## Problems to solve
1. Answer these questions about the forum post:
(a) On which difficulty does the poster play a first playthrough of every RE game?
(b) Which control config is the poster running for now?
(c) How many bullets did the first "boss?" take to die?
2. Please reproduce the forum post from "Tonight was the" to "every RE game.".

Originally Posted by *d3v0*


Tonight was the first night I was able to take a crack at the game after my hectic schedule. This weekend I took off work though hehe.

Anyways I have played through 1-1 and 1-2, normal difficulty as per the usual with my first playthrough of every RE game.

A few things:

1.) *Sheva is quite useful.* I thought she would be not much more than a mule/hindrance, but the back to back gunning is surely something I never expected would be as exciting and easily implemented. Not to mention she picks up items I might miss due to the goofy camera angles, and leaps out windows I didn't think made great exits









2.) The default (D) control config sucks. While strafing is awesome, *holding down L1 while aiming with R and pulling R1 as the trigger is cumbersome beyond its utility*. I understand that during my playthrough on Hard difficulty I'll probably need the added utility of strafing to be successful, but for now I am running the default RE4 config (A). I would prefer if they had a setting where X was the trigger, I have spent too much time using square as a run key! Even a setting where you still could aim with L and strafe with R, as awkward as it sounds, would have been a nice alternative to get a feel for. Consoles are way far behind in customized controller config mapping, as most of us know.

3.) The first "boss?" *Was that even a boss? * No joke, 2 bullets and he was dead, took 15 seconds. I am the guy that goes and explores everywhere before hitting the intended destination so the fight was already figured out when I found him. I guess it comes from playing alot of RPGs.

## Given entries
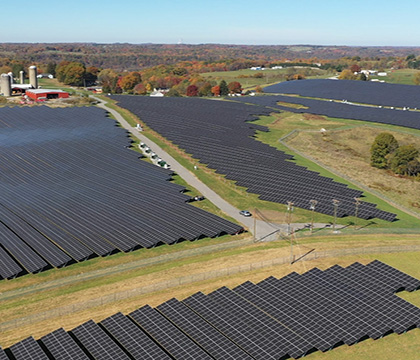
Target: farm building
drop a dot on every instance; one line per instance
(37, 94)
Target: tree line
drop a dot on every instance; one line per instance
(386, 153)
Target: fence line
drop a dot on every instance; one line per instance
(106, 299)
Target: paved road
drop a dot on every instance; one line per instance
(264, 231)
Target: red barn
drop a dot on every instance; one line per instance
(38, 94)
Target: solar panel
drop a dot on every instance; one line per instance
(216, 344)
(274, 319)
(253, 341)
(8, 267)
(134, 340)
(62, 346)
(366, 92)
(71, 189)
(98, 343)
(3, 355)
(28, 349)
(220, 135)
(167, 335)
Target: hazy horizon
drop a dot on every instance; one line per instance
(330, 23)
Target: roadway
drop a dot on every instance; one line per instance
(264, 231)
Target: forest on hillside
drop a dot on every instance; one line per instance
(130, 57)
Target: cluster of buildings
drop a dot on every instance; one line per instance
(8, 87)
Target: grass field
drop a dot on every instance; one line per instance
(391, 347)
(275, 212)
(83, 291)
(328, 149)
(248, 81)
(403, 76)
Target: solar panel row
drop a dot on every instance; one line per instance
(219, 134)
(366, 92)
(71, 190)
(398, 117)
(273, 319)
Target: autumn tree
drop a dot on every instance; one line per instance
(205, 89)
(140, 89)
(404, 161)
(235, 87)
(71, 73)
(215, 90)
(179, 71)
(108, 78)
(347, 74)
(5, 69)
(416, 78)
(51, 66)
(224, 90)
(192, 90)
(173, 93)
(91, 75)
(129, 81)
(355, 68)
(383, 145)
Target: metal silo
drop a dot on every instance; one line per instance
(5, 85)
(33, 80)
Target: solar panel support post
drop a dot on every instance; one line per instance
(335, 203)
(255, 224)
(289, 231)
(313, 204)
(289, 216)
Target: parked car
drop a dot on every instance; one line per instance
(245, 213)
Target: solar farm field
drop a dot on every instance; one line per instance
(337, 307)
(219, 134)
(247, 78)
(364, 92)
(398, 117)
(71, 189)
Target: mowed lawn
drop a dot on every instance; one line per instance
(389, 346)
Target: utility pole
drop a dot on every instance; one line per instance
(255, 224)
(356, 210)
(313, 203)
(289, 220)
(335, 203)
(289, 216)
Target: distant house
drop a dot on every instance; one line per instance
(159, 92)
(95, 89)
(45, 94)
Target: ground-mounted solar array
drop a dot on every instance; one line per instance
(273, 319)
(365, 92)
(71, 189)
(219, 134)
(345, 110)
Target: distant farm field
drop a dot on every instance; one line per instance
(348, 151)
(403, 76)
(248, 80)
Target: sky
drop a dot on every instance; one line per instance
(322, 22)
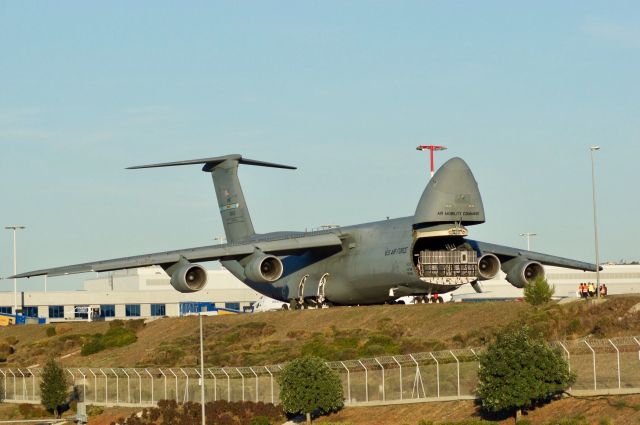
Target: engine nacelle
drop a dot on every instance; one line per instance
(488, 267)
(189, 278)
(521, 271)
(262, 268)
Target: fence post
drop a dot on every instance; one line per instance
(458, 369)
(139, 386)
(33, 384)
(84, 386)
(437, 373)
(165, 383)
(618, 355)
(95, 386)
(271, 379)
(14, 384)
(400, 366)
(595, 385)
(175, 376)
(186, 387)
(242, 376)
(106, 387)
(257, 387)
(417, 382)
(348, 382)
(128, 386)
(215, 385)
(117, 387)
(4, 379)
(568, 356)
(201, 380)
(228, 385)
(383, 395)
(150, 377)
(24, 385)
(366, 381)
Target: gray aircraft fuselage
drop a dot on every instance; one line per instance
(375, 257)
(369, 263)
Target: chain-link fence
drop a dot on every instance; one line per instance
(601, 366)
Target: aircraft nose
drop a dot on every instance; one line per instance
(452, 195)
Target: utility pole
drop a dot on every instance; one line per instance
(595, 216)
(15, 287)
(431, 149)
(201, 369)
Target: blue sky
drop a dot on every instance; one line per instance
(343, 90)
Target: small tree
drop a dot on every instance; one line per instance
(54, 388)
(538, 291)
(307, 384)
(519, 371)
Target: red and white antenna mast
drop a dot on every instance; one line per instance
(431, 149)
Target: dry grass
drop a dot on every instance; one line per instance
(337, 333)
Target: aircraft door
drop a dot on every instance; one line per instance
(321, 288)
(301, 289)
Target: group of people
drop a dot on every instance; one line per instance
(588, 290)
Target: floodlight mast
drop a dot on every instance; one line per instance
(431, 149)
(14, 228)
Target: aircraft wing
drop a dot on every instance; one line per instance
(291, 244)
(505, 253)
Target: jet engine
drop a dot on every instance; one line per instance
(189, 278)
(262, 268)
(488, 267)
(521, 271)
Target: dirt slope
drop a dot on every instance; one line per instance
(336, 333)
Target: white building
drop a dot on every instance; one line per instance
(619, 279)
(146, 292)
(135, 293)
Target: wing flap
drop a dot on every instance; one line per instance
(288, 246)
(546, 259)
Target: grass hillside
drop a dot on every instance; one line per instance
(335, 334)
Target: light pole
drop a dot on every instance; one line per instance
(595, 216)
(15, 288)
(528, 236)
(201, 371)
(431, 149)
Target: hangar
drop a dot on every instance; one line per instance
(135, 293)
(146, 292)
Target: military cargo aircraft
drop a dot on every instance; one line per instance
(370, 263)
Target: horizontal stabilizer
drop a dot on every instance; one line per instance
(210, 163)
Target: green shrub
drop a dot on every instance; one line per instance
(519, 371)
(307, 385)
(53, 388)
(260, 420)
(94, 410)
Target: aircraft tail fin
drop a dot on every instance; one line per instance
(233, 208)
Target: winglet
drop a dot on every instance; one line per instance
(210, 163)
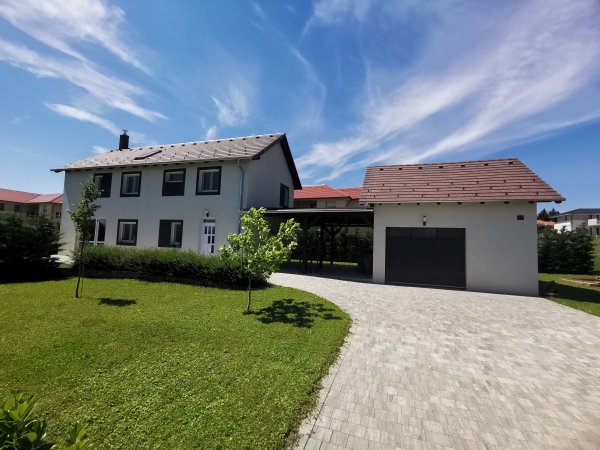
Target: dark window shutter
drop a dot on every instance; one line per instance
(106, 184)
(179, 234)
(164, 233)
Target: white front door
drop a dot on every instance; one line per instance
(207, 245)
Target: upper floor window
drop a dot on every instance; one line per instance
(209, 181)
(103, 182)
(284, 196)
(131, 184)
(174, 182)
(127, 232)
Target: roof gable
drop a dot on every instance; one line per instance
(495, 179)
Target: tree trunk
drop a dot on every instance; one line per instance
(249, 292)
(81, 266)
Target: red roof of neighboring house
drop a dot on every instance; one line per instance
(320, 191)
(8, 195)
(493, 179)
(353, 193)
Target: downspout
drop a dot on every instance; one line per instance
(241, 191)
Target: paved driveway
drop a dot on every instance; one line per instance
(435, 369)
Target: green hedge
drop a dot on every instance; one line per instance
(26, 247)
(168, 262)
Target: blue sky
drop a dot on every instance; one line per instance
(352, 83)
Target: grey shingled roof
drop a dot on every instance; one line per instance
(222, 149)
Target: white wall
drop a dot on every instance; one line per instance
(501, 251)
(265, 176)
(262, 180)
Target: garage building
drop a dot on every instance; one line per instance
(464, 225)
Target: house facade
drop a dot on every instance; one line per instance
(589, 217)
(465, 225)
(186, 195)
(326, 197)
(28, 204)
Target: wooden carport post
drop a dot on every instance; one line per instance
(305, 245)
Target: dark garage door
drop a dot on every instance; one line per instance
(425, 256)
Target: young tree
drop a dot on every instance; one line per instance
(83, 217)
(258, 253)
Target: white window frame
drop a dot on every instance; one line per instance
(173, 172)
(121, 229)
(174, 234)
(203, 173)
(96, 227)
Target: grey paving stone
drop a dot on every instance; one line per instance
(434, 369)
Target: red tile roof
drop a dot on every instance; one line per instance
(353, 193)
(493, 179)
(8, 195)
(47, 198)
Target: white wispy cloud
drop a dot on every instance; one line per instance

...

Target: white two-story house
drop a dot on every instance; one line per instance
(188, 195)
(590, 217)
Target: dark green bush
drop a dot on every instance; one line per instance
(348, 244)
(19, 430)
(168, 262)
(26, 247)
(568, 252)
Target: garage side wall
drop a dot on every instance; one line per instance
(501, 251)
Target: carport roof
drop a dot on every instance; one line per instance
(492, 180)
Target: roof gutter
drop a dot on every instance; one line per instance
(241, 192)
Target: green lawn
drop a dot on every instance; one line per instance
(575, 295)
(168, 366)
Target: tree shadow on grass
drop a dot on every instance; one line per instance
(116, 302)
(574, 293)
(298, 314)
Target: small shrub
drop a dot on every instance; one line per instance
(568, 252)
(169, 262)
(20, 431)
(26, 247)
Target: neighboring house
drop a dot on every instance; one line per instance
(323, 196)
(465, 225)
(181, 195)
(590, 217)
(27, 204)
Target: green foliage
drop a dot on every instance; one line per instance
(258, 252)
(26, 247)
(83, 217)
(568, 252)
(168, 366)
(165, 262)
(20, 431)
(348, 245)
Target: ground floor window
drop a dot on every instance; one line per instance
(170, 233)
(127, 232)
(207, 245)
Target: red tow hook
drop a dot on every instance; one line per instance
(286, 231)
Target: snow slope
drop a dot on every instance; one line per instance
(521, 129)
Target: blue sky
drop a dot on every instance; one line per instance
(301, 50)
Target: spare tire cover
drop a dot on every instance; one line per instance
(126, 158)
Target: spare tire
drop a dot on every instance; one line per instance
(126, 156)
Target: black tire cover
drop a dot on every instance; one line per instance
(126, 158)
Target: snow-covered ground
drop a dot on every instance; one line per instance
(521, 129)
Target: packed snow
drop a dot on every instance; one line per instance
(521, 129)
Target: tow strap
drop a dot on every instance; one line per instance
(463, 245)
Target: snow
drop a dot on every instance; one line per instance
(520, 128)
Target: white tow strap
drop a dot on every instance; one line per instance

==

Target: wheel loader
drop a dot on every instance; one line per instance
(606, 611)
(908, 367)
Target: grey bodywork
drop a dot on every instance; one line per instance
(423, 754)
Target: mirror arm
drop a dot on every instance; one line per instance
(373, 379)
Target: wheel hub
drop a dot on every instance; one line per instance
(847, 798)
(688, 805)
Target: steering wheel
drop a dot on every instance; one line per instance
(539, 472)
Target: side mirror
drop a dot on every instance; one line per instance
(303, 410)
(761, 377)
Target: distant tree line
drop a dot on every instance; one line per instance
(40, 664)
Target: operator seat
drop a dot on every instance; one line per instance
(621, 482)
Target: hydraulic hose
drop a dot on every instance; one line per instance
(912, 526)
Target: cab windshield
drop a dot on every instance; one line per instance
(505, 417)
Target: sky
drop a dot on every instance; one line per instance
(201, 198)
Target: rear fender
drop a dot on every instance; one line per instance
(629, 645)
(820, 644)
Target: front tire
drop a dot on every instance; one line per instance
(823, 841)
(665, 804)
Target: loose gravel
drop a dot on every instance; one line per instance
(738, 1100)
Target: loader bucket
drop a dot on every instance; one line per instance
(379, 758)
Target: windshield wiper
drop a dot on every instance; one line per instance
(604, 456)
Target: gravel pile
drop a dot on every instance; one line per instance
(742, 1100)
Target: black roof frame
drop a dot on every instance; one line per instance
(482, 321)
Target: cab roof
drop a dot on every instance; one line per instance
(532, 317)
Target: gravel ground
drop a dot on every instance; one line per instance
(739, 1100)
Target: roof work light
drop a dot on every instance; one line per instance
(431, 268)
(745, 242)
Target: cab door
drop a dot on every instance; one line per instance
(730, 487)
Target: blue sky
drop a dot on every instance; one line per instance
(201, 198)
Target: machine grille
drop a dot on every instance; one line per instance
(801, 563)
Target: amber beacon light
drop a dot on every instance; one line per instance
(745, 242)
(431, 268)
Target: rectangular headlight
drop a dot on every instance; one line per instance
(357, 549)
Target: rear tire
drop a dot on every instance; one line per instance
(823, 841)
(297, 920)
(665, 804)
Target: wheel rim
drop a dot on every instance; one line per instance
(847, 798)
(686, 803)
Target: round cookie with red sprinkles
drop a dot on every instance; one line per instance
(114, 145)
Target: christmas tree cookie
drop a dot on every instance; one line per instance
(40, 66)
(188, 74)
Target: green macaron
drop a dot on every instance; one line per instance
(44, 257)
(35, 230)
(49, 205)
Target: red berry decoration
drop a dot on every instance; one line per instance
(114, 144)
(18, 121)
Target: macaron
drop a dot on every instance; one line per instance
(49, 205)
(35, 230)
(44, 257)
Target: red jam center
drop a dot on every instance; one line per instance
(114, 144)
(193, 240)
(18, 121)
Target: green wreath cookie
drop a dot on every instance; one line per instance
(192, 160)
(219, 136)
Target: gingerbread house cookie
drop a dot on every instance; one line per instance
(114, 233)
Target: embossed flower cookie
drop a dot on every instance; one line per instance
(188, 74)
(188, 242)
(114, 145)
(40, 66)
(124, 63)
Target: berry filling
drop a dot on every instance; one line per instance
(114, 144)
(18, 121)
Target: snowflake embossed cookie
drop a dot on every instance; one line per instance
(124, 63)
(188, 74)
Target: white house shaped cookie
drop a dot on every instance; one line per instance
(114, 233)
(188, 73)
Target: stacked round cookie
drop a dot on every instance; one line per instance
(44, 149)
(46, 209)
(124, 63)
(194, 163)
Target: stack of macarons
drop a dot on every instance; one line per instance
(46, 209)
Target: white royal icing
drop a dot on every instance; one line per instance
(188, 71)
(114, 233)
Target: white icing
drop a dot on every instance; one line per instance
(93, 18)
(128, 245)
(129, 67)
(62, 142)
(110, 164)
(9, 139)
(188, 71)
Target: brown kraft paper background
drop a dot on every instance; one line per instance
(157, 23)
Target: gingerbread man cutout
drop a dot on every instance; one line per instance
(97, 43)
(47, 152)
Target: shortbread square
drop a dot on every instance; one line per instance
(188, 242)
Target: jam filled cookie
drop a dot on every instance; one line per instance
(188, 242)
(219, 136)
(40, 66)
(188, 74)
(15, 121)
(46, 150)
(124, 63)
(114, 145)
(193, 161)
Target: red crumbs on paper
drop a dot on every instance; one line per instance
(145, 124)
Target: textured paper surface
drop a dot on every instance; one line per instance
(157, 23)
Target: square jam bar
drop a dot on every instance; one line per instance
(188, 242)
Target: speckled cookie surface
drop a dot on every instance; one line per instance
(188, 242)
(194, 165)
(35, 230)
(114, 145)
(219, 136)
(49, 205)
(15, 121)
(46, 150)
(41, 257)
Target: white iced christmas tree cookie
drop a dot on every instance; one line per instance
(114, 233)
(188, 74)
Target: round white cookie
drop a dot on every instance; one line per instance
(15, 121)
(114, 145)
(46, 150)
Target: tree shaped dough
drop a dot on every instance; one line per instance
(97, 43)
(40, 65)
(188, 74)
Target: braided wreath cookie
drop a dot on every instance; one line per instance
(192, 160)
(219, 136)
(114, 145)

## Per-task answers
1.
(a) Normal
(b) The default RE4 config (A)
(c) 2

2.
Tonight was the first night I was able to take a crack at the game after my hectic schedule. This weekend I took off work though hehe.

Anyways I have played through 1-1 and 1-2, normal difficulty as per the usual with my first playthrough of every RE game.